§ **Supplied passage**:
________________________
Social Security is a trust fund. What is being paid out today is designed to come from dividends on what was paid in yesterday.

What was paid in yesterday, however, has been spent... ALL OF IT, plus an additional 9 trillion in the form of debt.

So... tax revenues will rise... but SS due will rise as well. The annuity representing this tax revenue flow will not pay the annuity due (SS) in full because it is not intended to... it is intended to augment the size of the trust fund each year. The trust fund's dividends should then in turn to pay SS. But there is no trust fund, only national debt. That leaves us with a shortpayment. The disparity between what is expected to come in vs. what is expected to go out can be shown to have a:

Net Present Value of negative 44 trillion.


But that's not the case, tax revenues will rise along with inflation rates negating any difference in the time value of money now and in the future in this special case.


????

I don't get it.

Negating any difference in the time value of money?

Money will always have a time value. A dollar in the bank today will always be worth more than a dollar in the bank tomorrow.

Good sir, I do suggest you crack open a copy of
Principles of Managerial Finance and do a little reading on the Time Value of Money.

Or at least check wikipedia for a definition of Net Present Value

I am,

Sri Oracle


reply posted on 20-12-2006 @ 11:28 AM by JIMC5499
Originally posted by Sri Oracle
If I owe Jane 20 dollars on 1/1/2010 , the "Net Present Value" is NOT negative 20 dollars.
________________________
§ **Data records**:

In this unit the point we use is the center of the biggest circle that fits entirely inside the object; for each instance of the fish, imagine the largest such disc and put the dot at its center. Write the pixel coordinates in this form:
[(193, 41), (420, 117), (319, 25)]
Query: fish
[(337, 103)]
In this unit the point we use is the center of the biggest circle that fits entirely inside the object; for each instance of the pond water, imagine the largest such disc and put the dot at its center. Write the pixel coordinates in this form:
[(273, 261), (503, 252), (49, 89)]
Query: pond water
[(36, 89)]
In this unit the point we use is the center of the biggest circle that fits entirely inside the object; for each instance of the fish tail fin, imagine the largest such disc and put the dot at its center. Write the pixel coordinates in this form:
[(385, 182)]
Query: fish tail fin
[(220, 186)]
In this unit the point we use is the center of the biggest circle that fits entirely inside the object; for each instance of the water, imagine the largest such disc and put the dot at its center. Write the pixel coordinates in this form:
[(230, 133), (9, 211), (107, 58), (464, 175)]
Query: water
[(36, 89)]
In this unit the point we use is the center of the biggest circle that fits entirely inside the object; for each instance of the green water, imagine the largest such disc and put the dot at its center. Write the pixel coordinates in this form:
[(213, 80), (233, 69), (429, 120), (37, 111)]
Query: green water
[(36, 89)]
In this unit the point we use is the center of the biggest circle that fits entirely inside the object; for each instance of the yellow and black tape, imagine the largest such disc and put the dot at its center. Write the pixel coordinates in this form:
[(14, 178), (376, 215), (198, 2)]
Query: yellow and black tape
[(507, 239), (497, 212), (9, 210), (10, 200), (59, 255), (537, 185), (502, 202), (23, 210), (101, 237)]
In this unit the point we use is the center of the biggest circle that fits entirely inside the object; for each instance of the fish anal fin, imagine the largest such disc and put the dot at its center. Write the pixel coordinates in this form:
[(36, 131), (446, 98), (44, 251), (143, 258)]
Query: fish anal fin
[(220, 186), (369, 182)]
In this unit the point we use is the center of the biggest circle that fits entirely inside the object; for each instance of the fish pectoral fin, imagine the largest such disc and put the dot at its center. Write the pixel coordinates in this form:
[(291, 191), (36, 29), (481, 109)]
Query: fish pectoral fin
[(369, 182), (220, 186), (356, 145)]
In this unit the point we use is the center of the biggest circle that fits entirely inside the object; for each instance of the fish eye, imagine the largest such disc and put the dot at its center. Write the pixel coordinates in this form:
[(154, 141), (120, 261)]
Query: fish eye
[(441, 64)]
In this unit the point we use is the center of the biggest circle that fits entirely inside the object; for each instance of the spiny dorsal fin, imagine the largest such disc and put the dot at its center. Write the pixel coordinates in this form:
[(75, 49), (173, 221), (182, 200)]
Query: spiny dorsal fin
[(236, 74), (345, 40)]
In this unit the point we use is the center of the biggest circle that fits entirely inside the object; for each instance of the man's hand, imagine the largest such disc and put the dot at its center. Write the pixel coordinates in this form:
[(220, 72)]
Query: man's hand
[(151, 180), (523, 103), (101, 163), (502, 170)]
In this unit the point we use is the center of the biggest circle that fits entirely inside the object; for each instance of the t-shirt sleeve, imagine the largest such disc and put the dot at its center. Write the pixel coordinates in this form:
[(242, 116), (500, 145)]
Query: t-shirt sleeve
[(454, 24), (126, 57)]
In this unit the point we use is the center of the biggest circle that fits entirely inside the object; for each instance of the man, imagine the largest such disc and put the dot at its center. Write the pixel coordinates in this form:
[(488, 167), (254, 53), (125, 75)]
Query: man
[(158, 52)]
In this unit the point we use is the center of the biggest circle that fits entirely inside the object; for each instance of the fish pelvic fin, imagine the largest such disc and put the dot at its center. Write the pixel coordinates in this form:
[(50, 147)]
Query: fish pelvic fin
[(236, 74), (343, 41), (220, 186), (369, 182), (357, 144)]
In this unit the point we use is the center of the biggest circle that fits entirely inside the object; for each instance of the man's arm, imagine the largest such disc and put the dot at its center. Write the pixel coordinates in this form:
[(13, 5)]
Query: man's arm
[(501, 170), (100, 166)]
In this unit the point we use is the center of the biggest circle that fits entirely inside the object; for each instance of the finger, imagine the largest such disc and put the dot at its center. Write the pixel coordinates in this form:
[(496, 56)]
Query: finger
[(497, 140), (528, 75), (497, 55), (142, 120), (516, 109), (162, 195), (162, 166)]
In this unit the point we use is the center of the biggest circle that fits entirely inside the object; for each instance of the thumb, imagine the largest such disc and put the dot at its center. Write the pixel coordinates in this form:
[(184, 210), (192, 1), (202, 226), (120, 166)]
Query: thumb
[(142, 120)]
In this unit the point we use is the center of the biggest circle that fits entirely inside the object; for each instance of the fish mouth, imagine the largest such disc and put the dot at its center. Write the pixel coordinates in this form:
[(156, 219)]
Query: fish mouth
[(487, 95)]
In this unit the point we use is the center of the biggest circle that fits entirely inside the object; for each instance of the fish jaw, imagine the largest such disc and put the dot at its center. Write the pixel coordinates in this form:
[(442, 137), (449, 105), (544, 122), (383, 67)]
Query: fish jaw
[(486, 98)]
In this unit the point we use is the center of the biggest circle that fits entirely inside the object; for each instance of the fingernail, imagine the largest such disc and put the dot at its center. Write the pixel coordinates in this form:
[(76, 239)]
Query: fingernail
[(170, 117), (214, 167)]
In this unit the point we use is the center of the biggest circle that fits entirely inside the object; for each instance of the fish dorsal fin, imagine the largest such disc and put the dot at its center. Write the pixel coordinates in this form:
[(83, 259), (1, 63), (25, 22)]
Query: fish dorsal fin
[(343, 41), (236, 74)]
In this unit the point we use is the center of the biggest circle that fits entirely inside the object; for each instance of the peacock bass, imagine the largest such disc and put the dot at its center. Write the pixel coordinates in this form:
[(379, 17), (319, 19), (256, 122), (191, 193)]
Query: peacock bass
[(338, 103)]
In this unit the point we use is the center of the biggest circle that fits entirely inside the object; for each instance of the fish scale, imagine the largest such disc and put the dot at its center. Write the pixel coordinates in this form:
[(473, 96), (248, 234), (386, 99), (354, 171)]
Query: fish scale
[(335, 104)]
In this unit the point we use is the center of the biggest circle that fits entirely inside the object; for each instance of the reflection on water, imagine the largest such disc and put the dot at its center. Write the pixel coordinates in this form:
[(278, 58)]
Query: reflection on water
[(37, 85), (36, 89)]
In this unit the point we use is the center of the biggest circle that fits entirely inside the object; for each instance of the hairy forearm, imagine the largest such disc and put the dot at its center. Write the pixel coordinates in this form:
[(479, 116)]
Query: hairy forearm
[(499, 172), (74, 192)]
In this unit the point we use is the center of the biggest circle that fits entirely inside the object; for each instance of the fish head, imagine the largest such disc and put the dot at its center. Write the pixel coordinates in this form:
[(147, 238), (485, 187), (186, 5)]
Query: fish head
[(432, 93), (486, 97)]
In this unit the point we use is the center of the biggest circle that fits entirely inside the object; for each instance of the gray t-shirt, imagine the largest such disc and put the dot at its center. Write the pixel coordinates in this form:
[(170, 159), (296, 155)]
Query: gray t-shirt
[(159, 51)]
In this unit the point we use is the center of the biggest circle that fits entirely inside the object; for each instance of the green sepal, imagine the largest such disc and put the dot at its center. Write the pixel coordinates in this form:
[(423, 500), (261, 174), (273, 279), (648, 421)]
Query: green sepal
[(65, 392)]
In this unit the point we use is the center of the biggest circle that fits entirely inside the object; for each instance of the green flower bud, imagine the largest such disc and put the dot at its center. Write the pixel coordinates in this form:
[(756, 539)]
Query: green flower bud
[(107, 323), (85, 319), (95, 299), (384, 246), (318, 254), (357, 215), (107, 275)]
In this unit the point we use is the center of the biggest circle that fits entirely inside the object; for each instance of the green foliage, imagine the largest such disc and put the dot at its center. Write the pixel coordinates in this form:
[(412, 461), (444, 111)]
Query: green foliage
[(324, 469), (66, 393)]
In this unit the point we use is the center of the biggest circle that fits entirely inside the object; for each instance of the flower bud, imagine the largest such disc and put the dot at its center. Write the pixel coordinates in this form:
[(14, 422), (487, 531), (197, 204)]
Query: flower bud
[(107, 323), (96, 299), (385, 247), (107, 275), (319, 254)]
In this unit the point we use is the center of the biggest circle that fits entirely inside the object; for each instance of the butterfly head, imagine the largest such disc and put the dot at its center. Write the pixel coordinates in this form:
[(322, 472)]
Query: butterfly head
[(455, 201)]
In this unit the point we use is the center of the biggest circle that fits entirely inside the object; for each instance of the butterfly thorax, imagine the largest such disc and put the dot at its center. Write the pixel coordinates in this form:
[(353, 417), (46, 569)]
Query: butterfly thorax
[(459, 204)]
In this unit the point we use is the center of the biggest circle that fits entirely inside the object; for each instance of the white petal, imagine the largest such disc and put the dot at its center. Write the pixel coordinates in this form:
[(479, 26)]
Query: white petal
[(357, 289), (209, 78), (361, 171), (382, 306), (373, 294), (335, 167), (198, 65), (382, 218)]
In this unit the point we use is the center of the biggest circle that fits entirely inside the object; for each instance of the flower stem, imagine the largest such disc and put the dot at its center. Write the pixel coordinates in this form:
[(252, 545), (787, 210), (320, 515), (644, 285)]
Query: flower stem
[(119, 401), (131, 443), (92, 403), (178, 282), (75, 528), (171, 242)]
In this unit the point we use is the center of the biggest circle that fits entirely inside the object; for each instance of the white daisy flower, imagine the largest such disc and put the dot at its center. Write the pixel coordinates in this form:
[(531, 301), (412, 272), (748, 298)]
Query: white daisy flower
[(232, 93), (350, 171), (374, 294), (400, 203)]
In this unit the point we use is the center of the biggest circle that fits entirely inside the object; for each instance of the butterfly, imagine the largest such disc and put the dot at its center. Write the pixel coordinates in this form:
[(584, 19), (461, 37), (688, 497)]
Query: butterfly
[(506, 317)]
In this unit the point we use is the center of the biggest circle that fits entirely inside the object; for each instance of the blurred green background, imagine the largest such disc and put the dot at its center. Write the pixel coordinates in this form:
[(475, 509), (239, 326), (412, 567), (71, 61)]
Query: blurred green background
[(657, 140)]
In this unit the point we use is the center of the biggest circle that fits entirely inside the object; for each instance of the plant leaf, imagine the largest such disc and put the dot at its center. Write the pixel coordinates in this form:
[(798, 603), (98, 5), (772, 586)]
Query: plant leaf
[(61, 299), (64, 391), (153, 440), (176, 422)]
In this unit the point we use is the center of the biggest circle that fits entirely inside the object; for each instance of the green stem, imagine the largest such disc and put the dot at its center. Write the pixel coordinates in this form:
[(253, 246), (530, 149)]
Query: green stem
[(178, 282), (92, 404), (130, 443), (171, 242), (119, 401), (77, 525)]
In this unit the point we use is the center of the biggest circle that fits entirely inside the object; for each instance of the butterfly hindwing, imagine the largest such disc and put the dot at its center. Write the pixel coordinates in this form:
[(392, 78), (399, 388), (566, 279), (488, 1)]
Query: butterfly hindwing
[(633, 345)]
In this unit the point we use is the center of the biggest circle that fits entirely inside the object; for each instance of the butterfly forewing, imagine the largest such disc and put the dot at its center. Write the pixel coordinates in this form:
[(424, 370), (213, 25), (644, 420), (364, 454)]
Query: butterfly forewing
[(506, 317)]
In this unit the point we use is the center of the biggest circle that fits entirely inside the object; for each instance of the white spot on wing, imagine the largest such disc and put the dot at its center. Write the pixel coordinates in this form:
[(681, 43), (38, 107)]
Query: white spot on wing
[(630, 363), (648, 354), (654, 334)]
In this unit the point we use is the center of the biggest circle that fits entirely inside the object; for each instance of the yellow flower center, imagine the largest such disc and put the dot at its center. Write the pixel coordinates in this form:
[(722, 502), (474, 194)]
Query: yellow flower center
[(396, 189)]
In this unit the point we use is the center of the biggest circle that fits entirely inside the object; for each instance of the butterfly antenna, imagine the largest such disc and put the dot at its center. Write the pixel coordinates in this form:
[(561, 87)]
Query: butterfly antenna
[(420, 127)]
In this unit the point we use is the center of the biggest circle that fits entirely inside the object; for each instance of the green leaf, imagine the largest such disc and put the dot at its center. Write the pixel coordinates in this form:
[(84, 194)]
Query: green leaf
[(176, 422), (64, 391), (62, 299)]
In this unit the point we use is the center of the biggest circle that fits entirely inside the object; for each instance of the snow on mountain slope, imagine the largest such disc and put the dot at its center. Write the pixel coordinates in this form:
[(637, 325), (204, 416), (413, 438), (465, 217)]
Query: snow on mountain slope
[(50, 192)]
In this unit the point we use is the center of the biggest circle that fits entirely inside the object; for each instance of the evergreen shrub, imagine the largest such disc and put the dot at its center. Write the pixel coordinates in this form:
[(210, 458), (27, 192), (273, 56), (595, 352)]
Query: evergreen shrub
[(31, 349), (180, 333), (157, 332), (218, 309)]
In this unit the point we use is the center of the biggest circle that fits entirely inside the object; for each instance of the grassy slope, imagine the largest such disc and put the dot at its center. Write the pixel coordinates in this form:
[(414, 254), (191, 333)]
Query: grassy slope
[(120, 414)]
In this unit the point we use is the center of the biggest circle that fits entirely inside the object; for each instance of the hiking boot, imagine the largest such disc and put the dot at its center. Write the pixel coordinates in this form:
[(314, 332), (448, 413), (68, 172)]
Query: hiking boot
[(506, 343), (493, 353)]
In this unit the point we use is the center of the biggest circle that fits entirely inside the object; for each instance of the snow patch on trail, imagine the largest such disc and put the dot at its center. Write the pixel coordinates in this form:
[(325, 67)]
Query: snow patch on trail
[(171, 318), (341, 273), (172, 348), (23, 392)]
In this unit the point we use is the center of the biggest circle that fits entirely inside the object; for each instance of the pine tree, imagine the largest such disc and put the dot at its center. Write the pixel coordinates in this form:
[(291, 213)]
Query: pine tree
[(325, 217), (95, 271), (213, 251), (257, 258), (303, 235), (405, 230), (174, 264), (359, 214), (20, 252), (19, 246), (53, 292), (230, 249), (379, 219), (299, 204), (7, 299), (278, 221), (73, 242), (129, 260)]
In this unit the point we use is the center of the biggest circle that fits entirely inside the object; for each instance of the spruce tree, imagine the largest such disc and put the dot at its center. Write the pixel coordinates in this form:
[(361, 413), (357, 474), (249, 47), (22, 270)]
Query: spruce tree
________________________
§ **Required work**:
A) Retype the Social Security discussion from "So... tax revenues" to "value of money?".
B) In the Social Security discussion, what Net Present Value is given for the gap between expected inflows and outflows?
C) Carry on the Social Security discussion from the point where it stops.
The entries can be left aside.

§ **Answers for the tasks**:
A)
So... tax revenues will rise... but SS due will rise as well. The annuity representing this tax revenue flow will not pay the annuity due (SS) in full because it is not intended to... it is intended to augment the size of the trust fund each year. The trust fund's dividends should then in turn to pay SS. But there is no trust fund, only national debt. That leaves us with a shortpayment. The disparity between what is expected to come in vs. what is expected to go out can be shown to have a:

Net Present Value of negative 44 trillion.


But that's not the case, tax revenues will rise along with inflation rates negating any difference in the time value of money now and in the future in this special case.


????

I don't get it.

Negating any difference in the time value of money?

B) Negative 44 trillion.

C)
Net present value (using 5.8) would be:

2010 20
2009 18.84
2008 17.74
2007 16.71
2006 15.75

If I owe Jane 20 dollars on 1/1/2010 and the long term interest rate is 5.8 the Net Present Value of that debt is only $15.75. Managerial Finance 101.

So... if I had $15.75 in my interest bearing (5.8%) savings account today, I would be in position to pay Jane 20 dollars come 1/1/2010.

But If i do not have 15.75 in my interest bearing account as of the end of the year, I would need to have $16.71 magically appear in 2007 for it to grow in time to be worth the 20 I owe her in 2010.

Are you with me now?

If we had positive NPV 44 trillion in our social security account today we would be in position to pay what is due in the future assuming it grew at 5.8% annually.

We have negative 9 trillion.

So next year we will be that much closer to our SS obligations being due.

And we will NOT have collected interest on the 44 trillion we are supposed to have on hand, because on hand we're at -9. So now we owe the 44 trillion that was due last year PLUS the intesest we were supposed to earn on that 44 trillion that would have made it grow (one year's worth) towards the necessary total future value due.

53 becomes 56

Sri Oracle


The problem with all of these calculations is that this $53 trillion dollars isn't due in one lump sum. This is a projected amount based off of the total Social Security liability. Think of it like a mortgage. You don't take out a mortgage that you have to pay off totally in one lump sum. Your mortgage is a series of payments.

This guy's report, while technically correct, is pure horse processed oats.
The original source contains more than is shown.